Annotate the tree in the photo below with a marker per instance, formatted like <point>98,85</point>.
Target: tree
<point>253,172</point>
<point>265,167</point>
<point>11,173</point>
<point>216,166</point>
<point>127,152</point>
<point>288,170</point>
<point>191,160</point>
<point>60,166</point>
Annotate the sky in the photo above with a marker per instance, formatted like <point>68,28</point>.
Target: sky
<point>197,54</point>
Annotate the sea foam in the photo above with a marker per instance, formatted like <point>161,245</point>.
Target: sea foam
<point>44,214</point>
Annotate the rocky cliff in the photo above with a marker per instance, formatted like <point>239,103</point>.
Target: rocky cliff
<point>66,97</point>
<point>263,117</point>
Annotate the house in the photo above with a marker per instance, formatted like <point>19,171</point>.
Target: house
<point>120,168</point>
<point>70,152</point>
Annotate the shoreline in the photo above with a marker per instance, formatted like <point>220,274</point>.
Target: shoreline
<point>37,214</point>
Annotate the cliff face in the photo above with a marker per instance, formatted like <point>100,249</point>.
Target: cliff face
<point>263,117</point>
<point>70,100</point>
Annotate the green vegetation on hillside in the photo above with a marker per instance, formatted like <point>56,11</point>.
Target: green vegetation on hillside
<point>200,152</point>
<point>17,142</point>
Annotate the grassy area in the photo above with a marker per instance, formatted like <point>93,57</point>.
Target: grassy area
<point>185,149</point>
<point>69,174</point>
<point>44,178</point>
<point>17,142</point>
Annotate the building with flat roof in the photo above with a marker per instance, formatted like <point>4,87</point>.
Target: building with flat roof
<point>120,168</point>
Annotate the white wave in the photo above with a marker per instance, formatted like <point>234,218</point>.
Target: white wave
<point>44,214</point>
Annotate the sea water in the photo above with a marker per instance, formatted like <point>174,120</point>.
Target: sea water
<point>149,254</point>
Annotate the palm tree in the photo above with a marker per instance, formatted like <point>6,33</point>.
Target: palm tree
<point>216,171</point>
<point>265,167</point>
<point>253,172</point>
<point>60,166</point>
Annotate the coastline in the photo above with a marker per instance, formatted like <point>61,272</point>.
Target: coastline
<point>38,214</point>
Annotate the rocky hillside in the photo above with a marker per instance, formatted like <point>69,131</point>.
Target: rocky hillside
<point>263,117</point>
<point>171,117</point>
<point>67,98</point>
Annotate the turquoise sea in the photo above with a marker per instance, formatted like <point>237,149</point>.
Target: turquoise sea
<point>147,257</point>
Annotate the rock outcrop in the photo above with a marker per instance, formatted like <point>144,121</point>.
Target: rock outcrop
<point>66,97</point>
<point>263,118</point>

**What is being asked:** Transcribe the entries above word for word, from the first line through the line containing "Annotate the palm", and nothing else.

**The completed task:**
Annotate the tree in the photo below with a marker per instance, formatted like <point>98,85</point>.
Target: tree
<point>253,172</point>
<point>265,167</point>
<point>11,173</point>
<point>216,166</point>
<point>127,152</point>
<point>288,170</point>
<point>191,160</point>
<point>60,166</point>
Annotate the sky in the photo above with a marker per instance, formatted like <point>68,28</point>.
Target: sky
<point>197,54</point>
Annotate the sea foam in the photo above with a marker per instance, formatted like <point>161,245</point>.
Target: sea foam
<point>44,214</point>
Annotate the rocky cliff in the photo above with a marker per instance, formatted like <point>239,103</point>.
Target: rocky cliff
<point>66,97</point>
<point>263,117</point>
Annotate the house in the photo above with a marker per instance, formatted like <point>19,171</point>.
Target: house
<point>120,168</point>
<point>70,152</point>
Annotate the shoreline in the photo above with a marker per instance, formatted like <point>220,274</point>.
Target: shoreline
<point>37,214</point>
Annotate the cliff face in the photo above with a marker per instance, formatted like <point>100,249</point>.
Target: cliff face
<point>263,117</point>
<point>70,100</point>
Annotate the green vegetation on hillside in the photo above with a marker per instance, formatted like <point>56,11</point>.
Target: green vegetation on hillside
<point>200,152</point>
<point>17,142</point>
Annotate the grassy area in the photo above with a marker per instance, formatted like <point>93,57</point>.
Target: grassy area
<point>185,149</point>
<point>69,174</point>
<point>44,178</point>
<point>17,142</point>
Annotate the building with flat roof in the photo above with a marker per instance, formatted like <point>4,87</point>.
Target: building with flat roof
<point>120,168</point>
Annotate the white wave in the photo above with a marker per instance, formatted like <point>234,218</point>.
Target: white wave
<point>44,214</point>
Annotate the sea water in the photo above with a marker per instance, formatted like <point>174,120</point>.
Target: sea water
<point>149,254</point>
Annotate the palm tree in the photo above with a marker per instance, formatted like <point>6,33</point>.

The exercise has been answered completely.